• _Exercise prompt_
The answer must consist of every line below that contains the word "street".

• _Information shown_
####

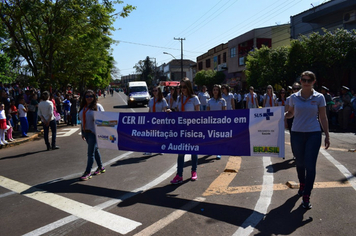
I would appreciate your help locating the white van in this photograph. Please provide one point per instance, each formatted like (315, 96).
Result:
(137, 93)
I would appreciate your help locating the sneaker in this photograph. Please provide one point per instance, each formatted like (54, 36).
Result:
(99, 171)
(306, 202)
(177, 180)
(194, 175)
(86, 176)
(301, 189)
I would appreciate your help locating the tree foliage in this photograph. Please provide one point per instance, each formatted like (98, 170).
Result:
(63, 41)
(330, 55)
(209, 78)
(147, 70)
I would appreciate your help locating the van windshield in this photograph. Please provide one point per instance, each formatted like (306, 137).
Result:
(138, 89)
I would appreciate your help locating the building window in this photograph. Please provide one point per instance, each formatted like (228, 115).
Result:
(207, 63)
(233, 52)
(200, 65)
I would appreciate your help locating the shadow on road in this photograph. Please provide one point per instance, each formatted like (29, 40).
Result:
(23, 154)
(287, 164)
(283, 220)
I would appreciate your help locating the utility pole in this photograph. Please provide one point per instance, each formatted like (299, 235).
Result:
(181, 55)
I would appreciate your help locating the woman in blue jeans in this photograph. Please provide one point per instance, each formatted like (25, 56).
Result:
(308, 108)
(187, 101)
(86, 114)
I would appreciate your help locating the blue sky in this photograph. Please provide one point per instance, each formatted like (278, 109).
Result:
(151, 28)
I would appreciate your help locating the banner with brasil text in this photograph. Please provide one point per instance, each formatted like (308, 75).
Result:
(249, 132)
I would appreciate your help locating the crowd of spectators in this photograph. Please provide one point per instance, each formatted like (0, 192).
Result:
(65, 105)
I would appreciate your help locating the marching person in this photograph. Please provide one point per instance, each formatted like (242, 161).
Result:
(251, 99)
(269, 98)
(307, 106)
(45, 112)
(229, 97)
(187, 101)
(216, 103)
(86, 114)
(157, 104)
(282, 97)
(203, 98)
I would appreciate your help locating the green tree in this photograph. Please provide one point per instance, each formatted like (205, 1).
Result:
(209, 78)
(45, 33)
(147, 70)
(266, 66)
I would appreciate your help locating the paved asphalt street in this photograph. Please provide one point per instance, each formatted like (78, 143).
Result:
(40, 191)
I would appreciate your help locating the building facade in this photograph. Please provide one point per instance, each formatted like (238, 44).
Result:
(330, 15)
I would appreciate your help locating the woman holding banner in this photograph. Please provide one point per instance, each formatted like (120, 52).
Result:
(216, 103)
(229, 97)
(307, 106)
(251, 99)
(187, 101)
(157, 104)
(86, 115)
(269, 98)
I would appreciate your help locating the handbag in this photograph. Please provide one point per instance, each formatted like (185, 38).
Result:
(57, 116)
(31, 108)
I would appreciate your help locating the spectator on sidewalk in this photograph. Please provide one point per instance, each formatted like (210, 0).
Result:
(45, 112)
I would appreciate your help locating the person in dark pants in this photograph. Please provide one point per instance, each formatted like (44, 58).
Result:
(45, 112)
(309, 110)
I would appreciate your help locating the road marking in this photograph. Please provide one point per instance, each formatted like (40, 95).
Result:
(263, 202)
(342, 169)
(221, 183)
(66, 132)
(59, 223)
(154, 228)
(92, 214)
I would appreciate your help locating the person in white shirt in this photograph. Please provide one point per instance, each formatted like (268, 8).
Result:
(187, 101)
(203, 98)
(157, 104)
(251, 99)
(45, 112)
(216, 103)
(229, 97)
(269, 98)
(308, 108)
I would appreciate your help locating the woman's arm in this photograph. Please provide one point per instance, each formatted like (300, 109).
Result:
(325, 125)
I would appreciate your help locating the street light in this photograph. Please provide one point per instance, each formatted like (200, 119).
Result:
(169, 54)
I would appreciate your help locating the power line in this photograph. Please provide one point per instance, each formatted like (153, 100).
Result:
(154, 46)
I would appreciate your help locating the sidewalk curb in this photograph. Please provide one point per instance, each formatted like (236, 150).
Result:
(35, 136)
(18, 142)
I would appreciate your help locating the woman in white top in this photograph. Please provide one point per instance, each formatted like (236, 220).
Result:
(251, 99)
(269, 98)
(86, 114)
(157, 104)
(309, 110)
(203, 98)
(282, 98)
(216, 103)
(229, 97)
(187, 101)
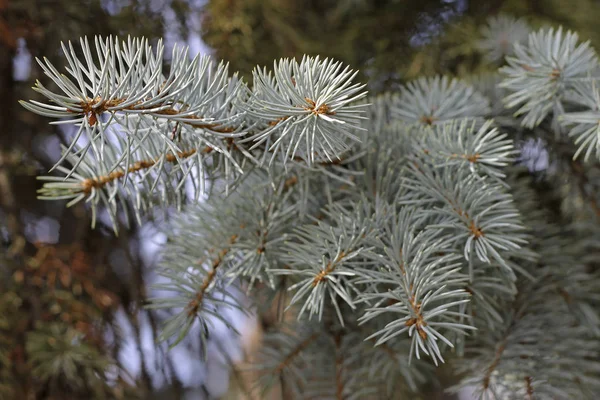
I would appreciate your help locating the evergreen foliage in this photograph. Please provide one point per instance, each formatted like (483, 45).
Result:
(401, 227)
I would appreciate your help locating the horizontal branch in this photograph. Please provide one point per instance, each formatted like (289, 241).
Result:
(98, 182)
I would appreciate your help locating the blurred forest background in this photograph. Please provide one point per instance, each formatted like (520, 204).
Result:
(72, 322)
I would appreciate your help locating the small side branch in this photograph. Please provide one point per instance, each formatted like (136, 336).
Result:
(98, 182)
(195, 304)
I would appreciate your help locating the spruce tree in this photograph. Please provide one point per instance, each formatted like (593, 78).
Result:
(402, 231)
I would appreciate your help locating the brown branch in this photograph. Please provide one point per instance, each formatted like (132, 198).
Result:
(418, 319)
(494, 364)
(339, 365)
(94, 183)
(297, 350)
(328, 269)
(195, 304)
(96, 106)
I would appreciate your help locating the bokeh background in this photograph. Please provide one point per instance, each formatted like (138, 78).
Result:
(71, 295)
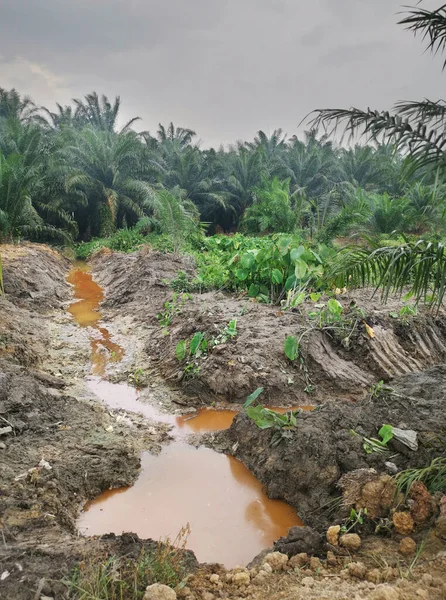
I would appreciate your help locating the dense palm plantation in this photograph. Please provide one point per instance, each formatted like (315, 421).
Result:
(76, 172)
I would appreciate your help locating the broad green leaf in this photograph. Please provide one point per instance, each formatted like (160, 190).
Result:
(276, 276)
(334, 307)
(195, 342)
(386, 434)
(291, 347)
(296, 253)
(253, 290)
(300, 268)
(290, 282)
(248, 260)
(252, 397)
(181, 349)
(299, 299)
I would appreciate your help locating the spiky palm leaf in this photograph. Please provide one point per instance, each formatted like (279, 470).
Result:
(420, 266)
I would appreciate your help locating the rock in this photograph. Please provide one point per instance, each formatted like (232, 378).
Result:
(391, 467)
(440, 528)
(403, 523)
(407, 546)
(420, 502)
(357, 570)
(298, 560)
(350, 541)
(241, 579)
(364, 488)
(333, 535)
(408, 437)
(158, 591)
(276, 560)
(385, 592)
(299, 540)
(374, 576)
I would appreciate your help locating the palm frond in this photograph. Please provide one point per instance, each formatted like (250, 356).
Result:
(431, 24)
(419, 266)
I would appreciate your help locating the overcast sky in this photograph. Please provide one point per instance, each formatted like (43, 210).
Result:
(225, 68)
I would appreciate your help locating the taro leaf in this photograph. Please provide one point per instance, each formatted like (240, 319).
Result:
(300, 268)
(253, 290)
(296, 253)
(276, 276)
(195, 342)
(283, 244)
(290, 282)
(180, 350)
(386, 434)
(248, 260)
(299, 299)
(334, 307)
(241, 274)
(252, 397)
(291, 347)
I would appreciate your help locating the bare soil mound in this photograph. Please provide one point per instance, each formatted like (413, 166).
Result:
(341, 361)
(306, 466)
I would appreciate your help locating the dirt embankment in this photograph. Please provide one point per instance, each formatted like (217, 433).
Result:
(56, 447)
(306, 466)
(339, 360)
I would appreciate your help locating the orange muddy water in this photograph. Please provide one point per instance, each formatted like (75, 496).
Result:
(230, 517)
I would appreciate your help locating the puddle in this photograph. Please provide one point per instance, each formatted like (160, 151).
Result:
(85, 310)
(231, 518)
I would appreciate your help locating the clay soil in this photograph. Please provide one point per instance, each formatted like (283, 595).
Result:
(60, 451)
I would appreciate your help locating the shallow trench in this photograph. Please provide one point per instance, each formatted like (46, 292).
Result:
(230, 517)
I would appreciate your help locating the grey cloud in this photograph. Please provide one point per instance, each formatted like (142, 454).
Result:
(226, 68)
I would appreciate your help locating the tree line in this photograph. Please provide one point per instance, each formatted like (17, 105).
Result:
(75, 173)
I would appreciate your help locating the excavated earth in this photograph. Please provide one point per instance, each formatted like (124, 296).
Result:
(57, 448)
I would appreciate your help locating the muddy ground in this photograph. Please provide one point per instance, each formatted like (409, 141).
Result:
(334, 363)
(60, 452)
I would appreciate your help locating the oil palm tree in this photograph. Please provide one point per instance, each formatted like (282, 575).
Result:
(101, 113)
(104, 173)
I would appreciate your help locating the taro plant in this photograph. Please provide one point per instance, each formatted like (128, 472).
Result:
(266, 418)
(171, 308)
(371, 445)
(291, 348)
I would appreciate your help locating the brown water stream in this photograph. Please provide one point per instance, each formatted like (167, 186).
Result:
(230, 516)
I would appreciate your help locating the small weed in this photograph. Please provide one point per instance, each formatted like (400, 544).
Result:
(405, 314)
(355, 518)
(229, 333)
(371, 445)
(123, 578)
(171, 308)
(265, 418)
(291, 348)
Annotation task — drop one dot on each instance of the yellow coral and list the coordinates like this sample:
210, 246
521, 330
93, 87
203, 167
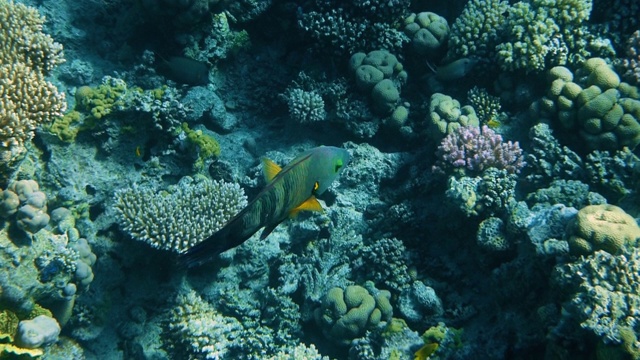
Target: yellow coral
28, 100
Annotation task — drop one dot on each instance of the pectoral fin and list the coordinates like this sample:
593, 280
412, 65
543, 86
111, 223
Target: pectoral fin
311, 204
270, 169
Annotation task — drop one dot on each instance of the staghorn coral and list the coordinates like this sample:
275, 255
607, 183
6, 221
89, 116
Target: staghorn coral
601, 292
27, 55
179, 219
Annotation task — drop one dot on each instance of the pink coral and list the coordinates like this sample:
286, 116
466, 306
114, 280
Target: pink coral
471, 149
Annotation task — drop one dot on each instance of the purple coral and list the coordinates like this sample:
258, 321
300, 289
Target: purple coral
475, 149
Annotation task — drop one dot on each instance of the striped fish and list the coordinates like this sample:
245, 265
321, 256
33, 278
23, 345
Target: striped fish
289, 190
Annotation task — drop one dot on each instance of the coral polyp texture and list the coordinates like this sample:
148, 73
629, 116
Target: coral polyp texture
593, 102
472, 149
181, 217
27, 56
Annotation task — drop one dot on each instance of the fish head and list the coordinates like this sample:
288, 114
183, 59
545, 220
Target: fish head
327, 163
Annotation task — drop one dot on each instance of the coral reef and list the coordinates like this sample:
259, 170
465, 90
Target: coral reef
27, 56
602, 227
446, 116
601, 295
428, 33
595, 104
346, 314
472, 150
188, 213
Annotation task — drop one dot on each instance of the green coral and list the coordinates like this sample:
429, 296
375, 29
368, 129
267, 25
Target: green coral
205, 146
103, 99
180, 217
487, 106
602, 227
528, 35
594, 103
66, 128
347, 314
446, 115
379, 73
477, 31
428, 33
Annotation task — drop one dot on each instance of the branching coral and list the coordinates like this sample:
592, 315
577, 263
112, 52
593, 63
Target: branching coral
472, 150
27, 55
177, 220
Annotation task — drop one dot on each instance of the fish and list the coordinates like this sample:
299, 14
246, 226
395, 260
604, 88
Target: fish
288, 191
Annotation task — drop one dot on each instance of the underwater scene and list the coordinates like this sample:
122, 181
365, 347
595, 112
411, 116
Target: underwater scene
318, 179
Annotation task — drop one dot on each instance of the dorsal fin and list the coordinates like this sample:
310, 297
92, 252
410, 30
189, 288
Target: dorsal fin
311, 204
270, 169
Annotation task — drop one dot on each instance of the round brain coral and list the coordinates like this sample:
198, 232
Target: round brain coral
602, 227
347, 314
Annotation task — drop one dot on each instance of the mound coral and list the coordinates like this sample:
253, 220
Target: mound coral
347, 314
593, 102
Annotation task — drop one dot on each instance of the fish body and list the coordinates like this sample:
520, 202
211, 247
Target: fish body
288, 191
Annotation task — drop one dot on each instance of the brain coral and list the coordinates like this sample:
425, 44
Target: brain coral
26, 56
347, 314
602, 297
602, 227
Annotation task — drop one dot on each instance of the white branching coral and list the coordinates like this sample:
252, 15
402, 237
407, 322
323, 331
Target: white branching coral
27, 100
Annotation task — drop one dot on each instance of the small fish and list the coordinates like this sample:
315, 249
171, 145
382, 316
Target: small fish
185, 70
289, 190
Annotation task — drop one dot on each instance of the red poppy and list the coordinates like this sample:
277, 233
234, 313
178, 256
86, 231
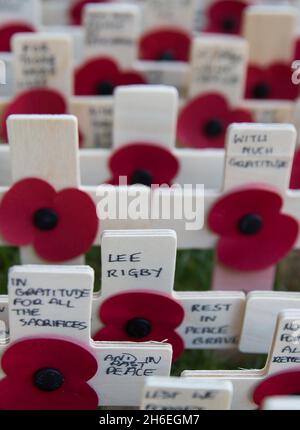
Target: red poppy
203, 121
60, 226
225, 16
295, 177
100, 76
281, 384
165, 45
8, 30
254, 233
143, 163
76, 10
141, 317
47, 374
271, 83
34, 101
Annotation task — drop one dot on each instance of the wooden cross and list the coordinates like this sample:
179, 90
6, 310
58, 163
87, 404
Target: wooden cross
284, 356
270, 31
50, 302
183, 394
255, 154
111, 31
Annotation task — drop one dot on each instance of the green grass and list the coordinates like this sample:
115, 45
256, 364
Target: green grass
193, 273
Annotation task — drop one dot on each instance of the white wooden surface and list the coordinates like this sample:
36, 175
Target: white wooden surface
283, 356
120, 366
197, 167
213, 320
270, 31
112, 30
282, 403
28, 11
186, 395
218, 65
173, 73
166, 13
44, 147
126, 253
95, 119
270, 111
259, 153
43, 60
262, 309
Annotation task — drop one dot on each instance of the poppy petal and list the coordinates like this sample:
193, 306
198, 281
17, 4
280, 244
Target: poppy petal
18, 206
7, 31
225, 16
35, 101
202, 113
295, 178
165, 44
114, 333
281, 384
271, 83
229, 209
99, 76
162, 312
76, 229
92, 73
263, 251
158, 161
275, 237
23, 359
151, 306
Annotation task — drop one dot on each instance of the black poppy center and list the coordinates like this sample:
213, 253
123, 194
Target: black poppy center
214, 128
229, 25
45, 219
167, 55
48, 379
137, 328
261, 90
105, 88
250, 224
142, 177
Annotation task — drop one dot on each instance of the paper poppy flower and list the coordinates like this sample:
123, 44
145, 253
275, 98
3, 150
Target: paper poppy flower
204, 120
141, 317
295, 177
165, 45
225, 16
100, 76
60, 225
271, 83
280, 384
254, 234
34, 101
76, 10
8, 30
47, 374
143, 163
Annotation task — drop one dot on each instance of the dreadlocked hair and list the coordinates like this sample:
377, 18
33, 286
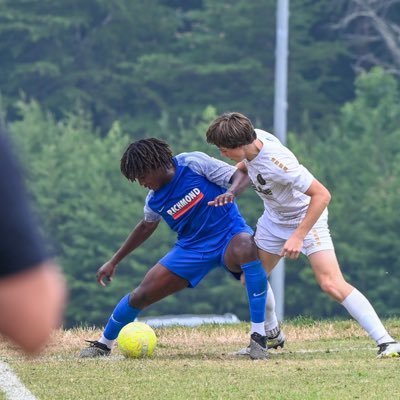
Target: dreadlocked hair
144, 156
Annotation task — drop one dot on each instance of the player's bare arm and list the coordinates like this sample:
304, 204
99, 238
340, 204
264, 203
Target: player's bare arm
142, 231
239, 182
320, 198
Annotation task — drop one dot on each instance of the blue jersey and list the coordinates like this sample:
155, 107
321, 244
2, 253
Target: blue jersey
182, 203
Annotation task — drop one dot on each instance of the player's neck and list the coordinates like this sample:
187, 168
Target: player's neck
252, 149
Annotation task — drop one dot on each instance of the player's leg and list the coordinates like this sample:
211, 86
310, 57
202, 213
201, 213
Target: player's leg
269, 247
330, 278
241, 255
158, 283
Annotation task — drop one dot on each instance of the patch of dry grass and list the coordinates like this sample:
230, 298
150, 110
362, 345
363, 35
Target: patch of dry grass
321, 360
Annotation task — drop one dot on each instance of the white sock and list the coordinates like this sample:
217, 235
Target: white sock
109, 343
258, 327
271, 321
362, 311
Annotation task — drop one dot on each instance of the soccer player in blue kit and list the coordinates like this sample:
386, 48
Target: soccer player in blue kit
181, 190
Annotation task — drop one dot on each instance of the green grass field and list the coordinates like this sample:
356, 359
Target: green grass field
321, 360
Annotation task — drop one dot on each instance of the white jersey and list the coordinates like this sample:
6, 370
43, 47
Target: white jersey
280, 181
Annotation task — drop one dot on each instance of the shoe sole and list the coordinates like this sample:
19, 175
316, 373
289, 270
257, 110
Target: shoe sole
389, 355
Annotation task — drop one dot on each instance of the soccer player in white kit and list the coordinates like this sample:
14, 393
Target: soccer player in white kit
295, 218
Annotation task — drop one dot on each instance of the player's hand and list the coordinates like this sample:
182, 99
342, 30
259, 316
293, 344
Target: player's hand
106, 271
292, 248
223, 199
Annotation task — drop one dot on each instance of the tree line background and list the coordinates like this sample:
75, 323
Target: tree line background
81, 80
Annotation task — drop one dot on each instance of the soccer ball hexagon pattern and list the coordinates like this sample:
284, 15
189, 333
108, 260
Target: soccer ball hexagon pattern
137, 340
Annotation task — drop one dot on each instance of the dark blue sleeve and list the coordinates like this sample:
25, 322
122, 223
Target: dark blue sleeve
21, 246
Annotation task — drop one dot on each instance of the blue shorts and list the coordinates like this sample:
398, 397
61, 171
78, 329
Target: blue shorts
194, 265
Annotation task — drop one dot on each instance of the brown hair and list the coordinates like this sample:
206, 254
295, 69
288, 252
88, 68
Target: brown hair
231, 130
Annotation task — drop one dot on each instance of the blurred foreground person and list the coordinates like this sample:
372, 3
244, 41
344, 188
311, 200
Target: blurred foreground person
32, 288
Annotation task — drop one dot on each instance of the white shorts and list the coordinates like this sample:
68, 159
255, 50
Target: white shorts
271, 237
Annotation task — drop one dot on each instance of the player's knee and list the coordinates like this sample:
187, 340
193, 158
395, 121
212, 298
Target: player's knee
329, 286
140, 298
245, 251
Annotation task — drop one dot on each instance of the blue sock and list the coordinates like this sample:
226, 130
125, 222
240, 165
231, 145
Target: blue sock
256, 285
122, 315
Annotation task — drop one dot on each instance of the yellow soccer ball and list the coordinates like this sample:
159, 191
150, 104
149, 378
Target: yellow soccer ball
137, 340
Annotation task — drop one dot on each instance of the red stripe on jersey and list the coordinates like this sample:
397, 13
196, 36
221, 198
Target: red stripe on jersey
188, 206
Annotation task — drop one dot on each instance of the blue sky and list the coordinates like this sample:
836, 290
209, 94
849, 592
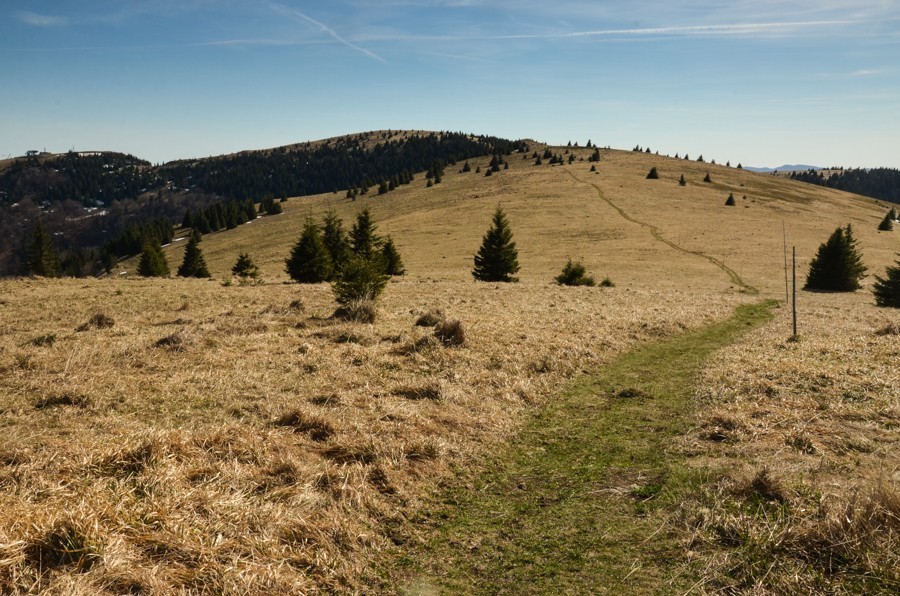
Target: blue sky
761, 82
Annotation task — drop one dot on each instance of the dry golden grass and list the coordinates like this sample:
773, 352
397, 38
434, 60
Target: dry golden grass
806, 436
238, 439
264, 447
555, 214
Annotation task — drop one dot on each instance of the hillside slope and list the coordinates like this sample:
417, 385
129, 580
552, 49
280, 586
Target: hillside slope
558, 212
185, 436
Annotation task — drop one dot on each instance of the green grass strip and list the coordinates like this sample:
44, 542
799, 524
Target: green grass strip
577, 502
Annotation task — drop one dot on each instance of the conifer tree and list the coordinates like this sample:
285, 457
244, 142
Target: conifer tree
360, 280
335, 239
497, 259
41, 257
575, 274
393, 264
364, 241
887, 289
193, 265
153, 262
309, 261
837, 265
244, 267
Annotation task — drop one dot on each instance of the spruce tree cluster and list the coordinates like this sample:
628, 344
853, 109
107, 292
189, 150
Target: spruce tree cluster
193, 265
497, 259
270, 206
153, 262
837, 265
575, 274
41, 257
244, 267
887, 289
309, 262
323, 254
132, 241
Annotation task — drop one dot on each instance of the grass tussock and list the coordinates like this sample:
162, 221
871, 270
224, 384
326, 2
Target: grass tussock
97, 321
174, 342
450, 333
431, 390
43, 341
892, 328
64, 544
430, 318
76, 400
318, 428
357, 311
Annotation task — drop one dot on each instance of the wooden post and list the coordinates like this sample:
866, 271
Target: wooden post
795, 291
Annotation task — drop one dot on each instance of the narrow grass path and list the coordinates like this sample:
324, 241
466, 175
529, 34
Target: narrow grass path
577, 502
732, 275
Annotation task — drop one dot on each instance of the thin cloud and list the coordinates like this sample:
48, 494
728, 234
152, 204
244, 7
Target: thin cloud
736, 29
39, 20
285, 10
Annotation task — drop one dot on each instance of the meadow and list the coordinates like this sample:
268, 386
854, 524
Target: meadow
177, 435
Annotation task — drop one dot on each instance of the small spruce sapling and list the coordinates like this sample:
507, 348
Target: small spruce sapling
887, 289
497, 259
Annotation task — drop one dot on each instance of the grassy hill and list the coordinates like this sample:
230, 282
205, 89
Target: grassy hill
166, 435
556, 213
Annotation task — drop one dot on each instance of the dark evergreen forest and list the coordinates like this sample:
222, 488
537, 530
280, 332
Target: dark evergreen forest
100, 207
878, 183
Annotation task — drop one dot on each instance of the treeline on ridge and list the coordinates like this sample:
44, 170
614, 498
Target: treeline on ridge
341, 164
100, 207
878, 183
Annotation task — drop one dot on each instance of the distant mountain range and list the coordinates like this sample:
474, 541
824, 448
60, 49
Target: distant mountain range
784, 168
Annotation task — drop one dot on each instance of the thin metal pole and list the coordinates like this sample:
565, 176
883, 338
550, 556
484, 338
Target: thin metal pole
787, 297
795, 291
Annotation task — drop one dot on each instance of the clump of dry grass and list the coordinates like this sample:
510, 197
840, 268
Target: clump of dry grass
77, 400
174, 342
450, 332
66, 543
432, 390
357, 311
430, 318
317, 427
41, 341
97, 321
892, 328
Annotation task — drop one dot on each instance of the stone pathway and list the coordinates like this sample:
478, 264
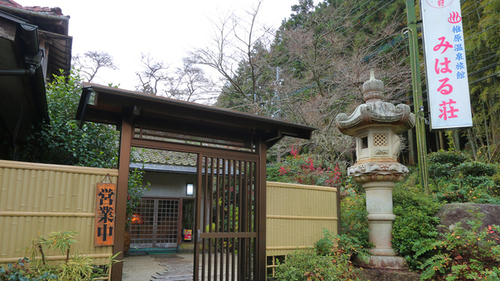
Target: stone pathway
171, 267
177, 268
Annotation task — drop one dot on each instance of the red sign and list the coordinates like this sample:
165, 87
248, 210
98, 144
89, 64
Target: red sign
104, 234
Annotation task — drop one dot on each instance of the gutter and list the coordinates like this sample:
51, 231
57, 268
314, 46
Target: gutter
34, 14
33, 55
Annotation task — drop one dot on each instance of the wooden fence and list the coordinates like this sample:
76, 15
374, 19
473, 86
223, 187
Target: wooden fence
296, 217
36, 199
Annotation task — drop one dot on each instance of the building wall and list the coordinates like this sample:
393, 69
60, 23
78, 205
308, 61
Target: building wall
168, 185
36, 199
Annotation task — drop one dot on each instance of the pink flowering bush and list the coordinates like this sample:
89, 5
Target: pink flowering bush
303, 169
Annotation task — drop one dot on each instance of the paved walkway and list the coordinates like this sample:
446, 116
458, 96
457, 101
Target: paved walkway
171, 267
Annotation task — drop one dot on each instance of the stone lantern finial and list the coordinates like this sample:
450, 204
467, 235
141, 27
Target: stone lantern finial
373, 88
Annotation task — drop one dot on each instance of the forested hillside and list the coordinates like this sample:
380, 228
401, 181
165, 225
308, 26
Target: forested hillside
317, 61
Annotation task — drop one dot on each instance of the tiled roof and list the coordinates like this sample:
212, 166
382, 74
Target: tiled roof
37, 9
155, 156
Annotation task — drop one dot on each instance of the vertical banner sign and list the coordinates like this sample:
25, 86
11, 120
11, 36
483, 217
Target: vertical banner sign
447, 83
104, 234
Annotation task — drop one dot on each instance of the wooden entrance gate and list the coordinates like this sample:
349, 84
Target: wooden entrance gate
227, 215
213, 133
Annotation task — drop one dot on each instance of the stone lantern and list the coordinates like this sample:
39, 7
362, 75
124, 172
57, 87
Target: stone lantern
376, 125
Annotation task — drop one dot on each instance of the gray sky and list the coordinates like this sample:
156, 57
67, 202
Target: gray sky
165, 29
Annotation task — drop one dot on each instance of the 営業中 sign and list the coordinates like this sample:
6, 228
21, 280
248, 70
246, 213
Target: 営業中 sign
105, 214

####

• _The answer_
I would appreciate your help locating the paved asphalt street in this photograph. Please provide one point per instance, each formatted like (78, 143).
I would appreciate your help locating the street light in this photograph. Please provide one point per instance, each formatted like (200, 119).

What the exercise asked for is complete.